— Enunciado A —
Transcribe tal cual el fragmento de la columna «Pantalla adentro» que empieza con las palabras que contienen "Maxi Olariaga" y termina con "sala de estar.".
— Enunciado B —
Retoma, por favor, la columna «Pantalla adentro» justo después de su última oración y sigue escribiéndola.

— Extracto proporcionado —
··········
Pantalla adentro

Maxi Olariaga

BARBANZA

03 oct 2010 . Actualizado a las 02:00 h.

Pantalla adentro vivimos en este tiempo infame. Pero qué tiempo no lo fue. No hay época en la historia conocida de los seres humanos, en la que el fuerte no se haya impuesto al débil, la guerra a la paz, la brutalidad a la mansedumbre. Hasta el siglo XX la pantalla se la creaba uno mismo en su cabeza. Los reyes y los poderosos de la tierra solo eran conocidos por sus retratos representados en cuadros y monedas. Eran una quimera del mismo modo que lo son ahora, a pesar de que su imagen se multiplica en los medios de comunicación que nos cuentan todos sus actos sociales, sus honores y sus bajezas, hasta hacernos creer que cualquier día nos los encontraremos bebiéndose una caña acodados a nuestra barra preferida o tomándose un te bajo la calidez de la lámpara de nuestra sala de estar.
··········
— Registros extraídos —
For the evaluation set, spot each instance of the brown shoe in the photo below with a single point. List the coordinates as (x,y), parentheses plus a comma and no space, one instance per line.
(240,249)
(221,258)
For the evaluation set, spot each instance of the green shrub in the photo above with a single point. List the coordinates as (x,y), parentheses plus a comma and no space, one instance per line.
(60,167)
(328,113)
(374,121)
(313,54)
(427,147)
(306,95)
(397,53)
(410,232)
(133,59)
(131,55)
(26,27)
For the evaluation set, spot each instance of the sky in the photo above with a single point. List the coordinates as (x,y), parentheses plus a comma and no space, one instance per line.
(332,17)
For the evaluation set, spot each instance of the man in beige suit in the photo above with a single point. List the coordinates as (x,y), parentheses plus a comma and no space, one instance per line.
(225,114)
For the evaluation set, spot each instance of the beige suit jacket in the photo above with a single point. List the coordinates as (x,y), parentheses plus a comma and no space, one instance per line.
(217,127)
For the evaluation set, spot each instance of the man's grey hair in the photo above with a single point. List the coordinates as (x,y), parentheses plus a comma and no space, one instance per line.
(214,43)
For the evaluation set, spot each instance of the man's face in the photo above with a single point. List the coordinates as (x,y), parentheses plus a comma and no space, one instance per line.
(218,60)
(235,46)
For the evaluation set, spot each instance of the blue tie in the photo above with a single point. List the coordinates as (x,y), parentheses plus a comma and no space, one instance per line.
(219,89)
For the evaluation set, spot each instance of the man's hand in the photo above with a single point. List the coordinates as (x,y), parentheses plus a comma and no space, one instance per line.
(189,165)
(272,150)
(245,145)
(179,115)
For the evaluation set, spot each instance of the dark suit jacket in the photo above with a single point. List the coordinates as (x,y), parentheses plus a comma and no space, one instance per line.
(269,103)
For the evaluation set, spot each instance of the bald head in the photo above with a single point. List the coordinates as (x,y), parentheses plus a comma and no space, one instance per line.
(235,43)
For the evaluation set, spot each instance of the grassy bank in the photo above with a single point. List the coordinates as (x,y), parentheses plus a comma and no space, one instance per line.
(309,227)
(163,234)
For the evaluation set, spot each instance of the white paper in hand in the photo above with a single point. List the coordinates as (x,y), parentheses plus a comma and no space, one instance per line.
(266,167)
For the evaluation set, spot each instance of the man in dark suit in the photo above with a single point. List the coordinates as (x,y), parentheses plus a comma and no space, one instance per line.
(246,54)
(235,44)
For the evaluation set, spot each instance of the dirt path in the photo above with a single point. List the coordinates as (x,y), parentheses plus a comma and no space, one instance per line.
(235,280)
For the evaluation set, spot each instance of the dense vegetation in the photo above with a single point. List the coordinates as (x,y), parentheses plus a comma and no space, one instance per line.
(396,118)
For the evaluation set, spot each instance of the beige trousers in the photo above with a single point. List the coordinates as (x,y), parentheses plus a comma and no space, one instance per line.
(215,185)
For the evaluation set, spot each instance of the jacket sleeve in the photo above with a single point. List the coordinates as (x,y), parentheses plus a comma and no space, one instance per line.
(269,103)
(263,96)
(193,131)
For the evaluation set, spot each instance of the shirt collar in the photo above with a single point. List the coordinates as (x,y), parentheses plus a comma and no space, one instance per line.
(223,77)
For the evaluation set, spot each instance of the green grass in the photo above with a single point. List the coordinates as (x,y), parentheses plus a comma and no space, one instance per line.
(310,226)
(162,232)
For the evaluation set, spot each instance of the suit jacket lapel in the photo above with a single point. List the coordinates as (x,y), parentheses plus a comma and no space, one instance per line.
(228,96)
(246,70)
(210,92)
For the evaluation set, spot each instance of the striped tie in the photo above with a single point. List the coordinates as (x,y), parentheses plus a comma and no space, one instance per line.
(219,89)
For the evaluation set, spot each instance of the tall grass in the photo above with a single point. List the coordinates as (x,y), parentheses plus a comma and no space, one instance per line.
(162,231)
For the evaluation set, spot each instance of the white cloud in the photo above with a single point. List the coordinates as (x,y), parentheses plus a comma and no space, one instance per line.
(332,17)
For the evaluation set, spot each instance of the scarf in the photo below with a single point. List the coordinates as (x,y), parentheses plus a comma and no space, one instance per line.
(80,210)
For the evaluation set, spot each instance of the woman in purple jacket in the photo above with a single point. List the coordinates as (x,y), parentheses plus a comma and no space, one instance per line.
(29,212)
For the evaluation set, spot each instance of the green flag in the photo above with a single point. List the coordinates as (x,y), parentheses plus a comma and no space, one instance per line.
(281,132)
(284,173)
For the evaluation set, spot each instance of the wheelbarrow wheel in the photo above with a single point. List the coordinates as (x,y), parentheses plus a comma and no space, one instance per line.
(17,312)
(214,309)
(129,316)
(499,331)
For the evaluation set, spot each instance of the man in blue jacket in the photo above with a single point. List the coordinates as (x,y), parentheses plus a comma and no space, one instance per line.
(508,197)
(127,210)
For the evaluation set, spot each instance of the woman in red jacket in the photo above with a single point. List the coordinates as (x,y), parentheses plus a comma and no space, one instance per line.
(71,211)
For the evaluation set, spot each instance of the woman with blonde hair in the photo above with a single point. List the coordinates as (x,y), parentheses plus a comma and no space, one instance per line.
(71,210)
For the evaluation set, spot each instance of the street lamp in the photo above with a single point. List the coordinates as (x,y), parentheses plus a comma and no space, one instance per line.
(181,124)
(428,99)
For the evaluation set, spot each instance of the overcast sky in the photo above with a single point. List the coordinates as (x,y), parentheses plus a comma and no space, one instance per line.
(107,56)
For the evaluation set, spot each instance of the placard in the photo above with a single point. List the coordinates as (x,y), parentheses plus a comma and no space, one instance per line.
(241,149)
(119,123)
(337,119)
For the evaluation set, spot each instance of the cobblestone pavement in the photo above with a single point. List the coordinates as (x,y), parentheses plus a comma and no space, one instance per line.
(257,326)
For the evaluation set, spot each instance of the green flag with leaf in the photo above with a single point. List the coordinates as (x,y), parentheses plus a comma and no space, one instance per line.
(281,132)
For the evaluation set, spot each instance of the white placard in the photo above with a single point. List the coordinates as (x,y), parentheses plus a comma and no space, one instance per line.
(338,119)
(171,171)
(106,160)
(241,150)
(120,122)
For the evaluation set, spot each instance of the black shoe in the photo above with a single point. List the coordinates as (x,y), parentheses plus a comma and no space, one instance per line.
··········
— Resultado A —
Maxi Olariaga

BARBANZA

03 oct 2010 . Actualizado a las 02:00 h.

Pantalla adentro vivimos en este tiempo infame. Pero qué tiempo no lo fue. No hay época en la historia conocida de los seres humanos, en la que el fuerte no se haya impuesto al débil, la guerra a la paz, la brutalidad a la mansedumbre. Hasta el siglo XX la pantalla se la creaba uno mismo en su cabeza. Los reyes y los poderosos de la tierra solo eran conocidos por sus retratos representados en cuadros y monedas. Eran una quimera del mismo modo que lo son ahora, a pesar de que su imagen se multiplica en los medios de comunicación que nos cuentan todos sus actos sociales, sus honores y sus bajezas, hasta hacernos creer que cualquier día nos los encontraremos bebiéndose una caña acodados a nuestra barra preferida o tomándose un te bajo la calidez de la lámpara de nuestra sala de estar.

— Resultado B —
Hasta hace poco, sin embargo, la infancia no pagaba ese impuesto. Era, es cierto, tan víctima de los males que generamos como hoy mismo, pero los juegos infantiles, la quimera que antes nombré, nacía de nuestro corazón espoleado por la fuerza espléndida de la imaginación. Tuvimos por eso el don de convertirnos mágicamente en héroes o en villanos, en portentosos lanzadores de estornela, en maravillosos dominadores del guá con las bolichas o en expertos en el arte del camuflaje jugando al escondite. No necesitábamos prolongación cibernética ni robótica para introducirnos en un mundo virtual porque, al igual que para volar según Peter Pan, solo se necesita desearlo, para ser un gran jefe indio o el sheriff más temido al oeste del Misisipi, no teníamos más que cerrar los ojos y al abrirlos convertirnos en Caballo Loco, Wyatt Hearp o el mismísimo Guerrero del Antifaz.

Este verano he visto en los restaurantes, en las cafeterías y en los jardines, a demasiados niños sumergidos en las pantallas jugando aislados aquí y allá, viviendo sus aventuras en soledad. Tenían amores, destruían vehículos, abatían murallas y mataban, robaban, sometían o torturaban a sus semejantes, con solo pulsar el botón adecuado en el momento oportuno. Mientras sus padres se tomaban el pulpo á feira, ellos acababan con la vida de una ciudad, sobrevolándola con su nave de titanio y sometiéndola al poder de su armamento atómico, devastando a su paso escuelas, hospitales, cuarteles, bibliotecas, teatros y edificios en los que se supone habitan seres que cantan, ríen y lloran, aman y luchan por sus vidas desde que amanece hasta que el sueño vence sus penas.

Un ejército de niños menores de doce años pulsando febrilmente el botón de su soledad, me pareció este verano más temible que todo el armamento de la OTAN o el poder destructivo de las mil veces malditas bombas de Hiroshima y Nagasaki.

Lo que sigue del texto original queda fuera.